> TASK INSTRUCTIONS: Exclude images and print all the records verbatim.

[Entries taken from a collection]
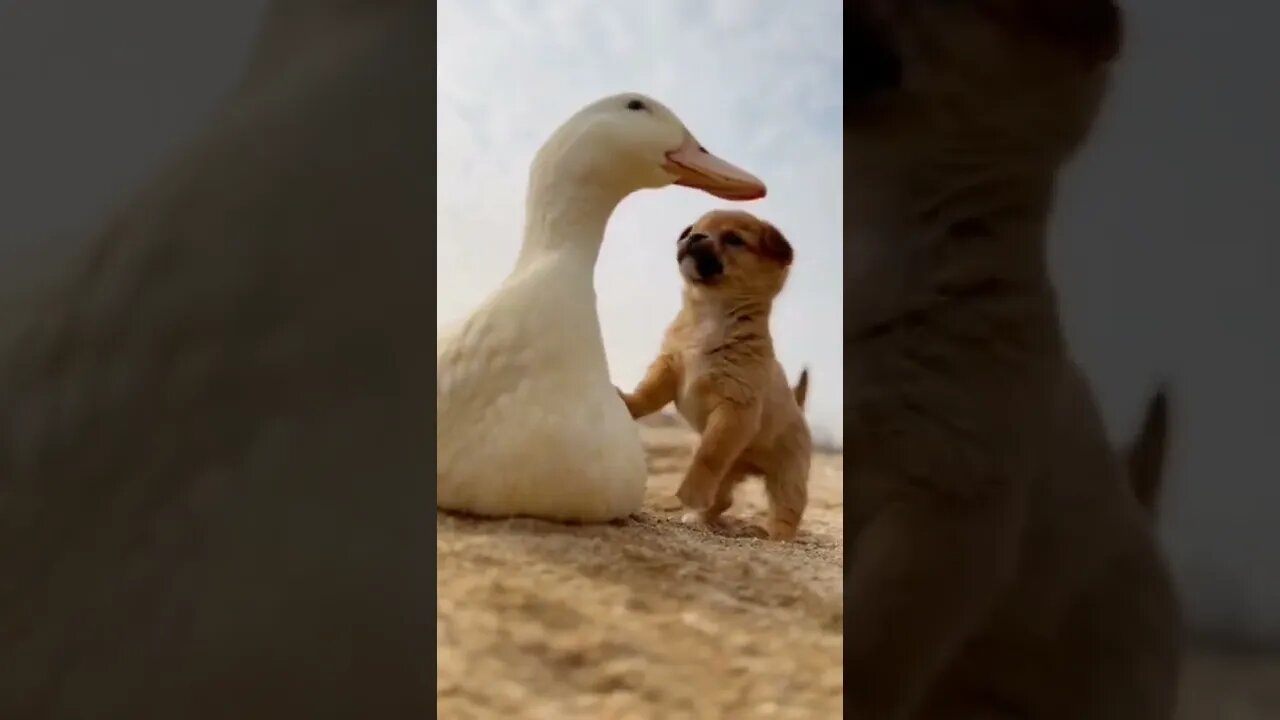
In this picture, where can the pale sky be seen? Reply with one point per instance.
(759, 83)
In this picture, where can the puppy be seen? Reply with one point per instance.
(1002, 561)
(717, 364)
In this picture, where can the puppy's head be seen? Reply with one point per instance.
(731, 251)
(1020, 78)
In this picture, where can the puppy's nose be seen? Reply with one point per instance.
(694, 242)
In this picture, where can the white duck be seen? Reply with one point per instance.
(528, 419)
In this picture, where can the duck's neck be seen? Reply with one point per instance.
(566, 219)
(928, 235)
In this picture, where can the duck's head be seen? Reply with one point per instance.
(629, 142)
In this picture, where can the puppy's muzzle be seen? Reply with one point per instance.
(698, 254)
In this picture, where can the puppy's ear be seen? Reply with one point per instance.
(775, 246)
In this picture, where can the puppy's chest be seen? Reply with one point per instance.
(695, 392)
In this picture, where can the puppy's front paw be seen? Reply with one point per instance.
(626, 400)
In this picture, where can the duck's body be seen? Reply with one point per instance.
(528, 419)
(529, 422)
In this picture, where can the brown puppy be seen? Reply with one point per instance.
(717, 364)
(1001, 561)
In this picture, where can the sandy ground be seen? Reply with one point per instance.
(650, 619)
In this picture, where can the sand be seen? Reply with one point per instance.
(647, 619)
(650, 619)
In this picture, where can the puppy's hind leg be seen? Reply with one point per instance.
(728, 428)
(787, 488)
(713, 516)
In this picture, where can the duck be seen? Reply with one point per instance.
(528, 419)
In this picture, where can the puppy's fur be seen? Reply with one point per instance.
(717, 364)
(1001, 561)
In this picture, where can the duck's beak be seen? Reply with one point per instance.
(694, 167)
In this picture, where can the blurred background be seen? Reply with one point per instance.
(1164, 244)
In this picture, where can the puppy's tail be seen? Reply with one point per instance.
(801, 390)
(1146, 454)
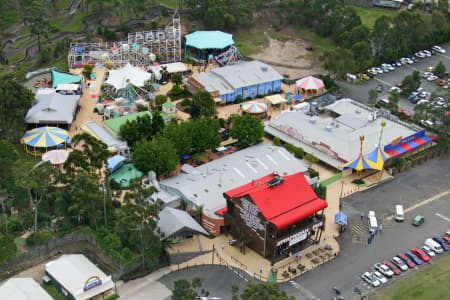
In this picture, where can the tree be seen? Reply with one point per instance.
(440, 70)
(158, 155)
(8, 249)
(373, 95)
(180, 135)
(87, 71)
(176, 78)
(205, 134)
(15, 100)
(247, 130)
(202, 104)
(264, 291)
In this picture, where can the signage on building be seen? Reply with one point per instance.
(318, 225)
(249, 214)
(92, 282)
(295, 238)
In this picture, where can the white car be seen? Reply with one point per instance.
(427, 53)
(399, 263)
(383, 269)
(380, 277)
(428, 251)
(367, 277)
(438, 49)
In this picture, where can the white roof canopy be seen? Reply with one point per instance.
(135, 75)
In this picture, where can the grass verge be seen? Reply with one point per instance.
(250, 42)
(369, 15)
(430, 283)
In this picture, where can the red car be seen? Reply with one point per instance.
(421, 254)
(407, 260)
(393, 267)
(404, 113)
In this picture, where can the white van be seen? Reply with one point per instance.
(433, 246)
(399, 215)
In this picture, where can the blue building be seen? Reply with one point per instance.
(244, 80)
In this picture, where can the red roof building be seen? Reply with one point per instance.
(274, 215)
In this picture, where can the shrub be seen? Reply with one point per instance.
(276, 141)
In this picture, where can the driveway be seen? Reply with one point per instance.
(360, 92)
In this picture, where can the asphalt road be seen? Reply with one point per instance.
(360, 92)
(408, 188)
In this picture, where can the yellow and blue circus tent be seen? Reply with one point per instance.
(44, 137)
(377, 157)
(360, 163)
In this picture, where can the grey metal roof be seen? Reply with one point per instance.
(23, 289)
(173, 222)
(229, 78)
(52, 107)
(72, 271)
(231, 171)
(341, 134)
(104, 135)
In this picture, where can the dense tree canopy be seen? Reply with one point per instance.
(248, 130)
(15, 100)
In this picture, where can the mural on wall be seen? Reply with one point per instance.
(249, 214)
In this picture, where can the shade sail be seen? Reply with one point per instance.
(63, 78)
(254, 107)
(56, 157)
(310, 83)
(209, 40)
(378, 157)
(45, 137)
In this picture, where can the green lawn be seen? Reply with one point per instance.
(170, 3)
(53, 292)
(369, 15)
(430, 283)
(250, 42)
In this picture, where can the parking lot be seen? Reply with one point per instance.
(360, 92)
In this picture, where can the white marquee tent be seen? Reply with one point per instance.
(136, 76)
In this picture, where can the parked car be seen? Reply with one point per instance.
(438, 49)
(428, 251)
(399, 263)
(367, 277)
(383, 269)
(404, 112)
(414, 258)
(408, 261)
(391, 266)
(421, 254)
(419, 219)
(442, 242)
(380, 277)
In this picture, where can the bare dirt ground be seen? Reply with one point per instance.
(290, 57)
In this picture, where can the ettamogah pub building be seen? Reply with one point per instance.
(274, 215)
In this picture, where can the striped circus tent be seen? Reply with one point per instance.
(44, 137)
(56, 157)
(254, 107)
(359, 164)
(377, 157)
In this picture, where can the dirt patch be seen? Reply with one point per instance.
(290, 57)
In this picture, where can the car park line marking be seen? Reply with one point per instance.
(448, 57)
(426, 201)
(385, 82)
(442, 217)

> THE ANSWER:
In this picture, where can the pale sky be seen? Reply with one point per instance.
(759, 83)
In this picture, where can the puppy be seen? Reply with one point per instance.
(1002, 561)
(717, 364)
In this picture, where can the puppy's head be seen? Reply with one point per instance.
(731, 251)
(1020, 78)
In this picture, where can the puppy's nose be seen? Reply with one point per instance.
(694, 242)
In this picture, where can the white duck be seen? Reply with one point per instance.
(528, 419)
In this picture, where can the duck's neck be seen? Reply with one point per instance.
(566, 219)
(928, 235)
In this picture, where can the duck's head be seen? Reply with one point per instance.
(629, 142)
In this picture, where can the puppy's muzzle be seen? Reply with one point per instance.
(698, 254)
In this picture, where can the puppy's ear be seen? Reply with one point per instance.
(775, 246)
In this picture, where can the puppy's chest be seen? Reply with one point per instance.
(695, 392)
In this picture, where can the puppy's front paw be seen? Reply with one point per instance.
(626, 400)
In this picture, where can the duck's body be seen? Reply with one point per instance.
(528, 419)
(529, 422)
In this picture, where can the brown puppy be seen? Reply with one point per instance.
(717, 364)
(1001, 561)
In this picture, where can the sandy ground be seen? Reply with one point per instance.
(650, 619)
In this picture, where can the sand be seen? Reply with one point per instance.
(647, 619)
(650, 619)
In this picture, where can the puppy's hind leg be seen? Reply with one point per instance.
(728, 428)
(787, 488)
(713, 516)
In this picture, where can the duck be seen? Reply with one point per instance.
(528, 419)
In this picture, where can the puppy's fur be seen? Reply with one point per instance.
(717, 364)
(1001, 561)
In this picture, where can the duck's beak be seen? Reply with one point per instance.
(694, 167)
In this picture, where can the blurred background be seen? Reply with one point per instance.
(1164, 244)
In this picture, where can the puppy's tail be seen? Reply with one point per instance.
(801, 390)
(1146, 454)
In this picture, where can the tree be seen? Reply with one point per instance.
(440, 70)
(158, 155)
(8, 249)
(373, 95)
(180, 135)
(87, 71)
(176, 78)
(205, 134)
(15, 100)
(247, 130)
(202, 104)
(264, 291)
In this picture, where can the signage on building be seen? Reply with one point per instance.
(318, 225)
(249, 214)
(92, 282)
(295, 238)
In this picture, where can the white car be seen? Reply with one point per instance.
(427, 53)
(399, 263)
(383, 269)
(380, 277)
(428, 251)
(367, 277)
(438, 49)
In this picture, where can the white roof canopy be seen? Reply with one point per instance.
(135, 75)
In this picture, where can the grass verge be seen? Reply with one point per instance.
(250, 42)
(369, 15)
(430, 283)
In this picture, where can the red car be seen? Reply with one point per instance.
(421, 254)
(407, 260)
(393, 267)
(404, 113)
In this picture, where can the white van be seen? Reply with one point per instance.
(433, 246)
(399, 215)
In this picture, where can the blue building be seen? Reply with one point per instance.
(244, 80)
In this picture, where can the red roof building be seen? Reply with one point per instance.
(274, 215)
In this picture, where can the shrub be seen? Reply with one point per instance.
(276, 141)
In this picture, where can the driveway be seen? Reply with one point per instance.
(360, 92)
In this picture, where can the asphalt road be seen? Reply with one point per instance.
(360, 92)
(408, 188)
In this picture, where can the yellow and blue circus tent be seen? Reply with one point per instance.
(44, 137)
(377, 157)
(360, 163)
In this picture, where can the grey metal roof be seen? Reply with one point per instance.
(23, 289)
(173, 222)
(229, 78)
(52, 107)
(72, 271)
(231, 171)
(341, 134)
(104, 135)
In this picture, where can the dense tree canopy be seen? Reply with one point per instance.
(248, 130)
(15, 100)
In this picture, where can the mural on wall be seen? Reply with one point per instance.
(249, 214)
In this picture, where can the shade sail be seen? Reply with one point per instance.
(63, 78)
(254, 107)
(56, 157)
(310, 83)
(209, 40)
(378, 157)
(45, 137)
In this picture, where can the green lawn be seen? Reply with one point per instance.
(170, 3)
(53, 292)
(369, 15)
(430, 283)
(250, 42)
In this picture, where can the parking lot be seen? Reply with one point per instance.
(360, 92)
In this picture, where can the white marquee tent be seen? Reply with one point per instance.
(136, 76)
In this picture, where can the parked car be seen? Reply with one point per instance.
(438, 49)
(428, 251)
(399, 263)
(367, 277)
(383, 269)
(404, 112)
(414, 258)
(408, 261)
(391, 266)
(421, 254)
(419, 219)
(442, 242)
(380, 277)
In this picture, where can the bare dirt ground be seen? Reply with one point per instance.
(290, 57)
In this picture, where can the ettamogah pub building be seen? Reply with one point per instance.
(274, 215)
In this picture, where can the striped circus tent be seen? Reply with one point per instance.
(44, 137)
(56, 157)
(254, 107)
(359, 164)
(377, 157)
In this picture, where can the dirt patch be seen? Reply with one point per instance.
(290, 57)
In this picture, where can the car park line marking be seen? Reply with one point per instance.
(448, 57)
(426, 201)
(385, 82)
(442, 217)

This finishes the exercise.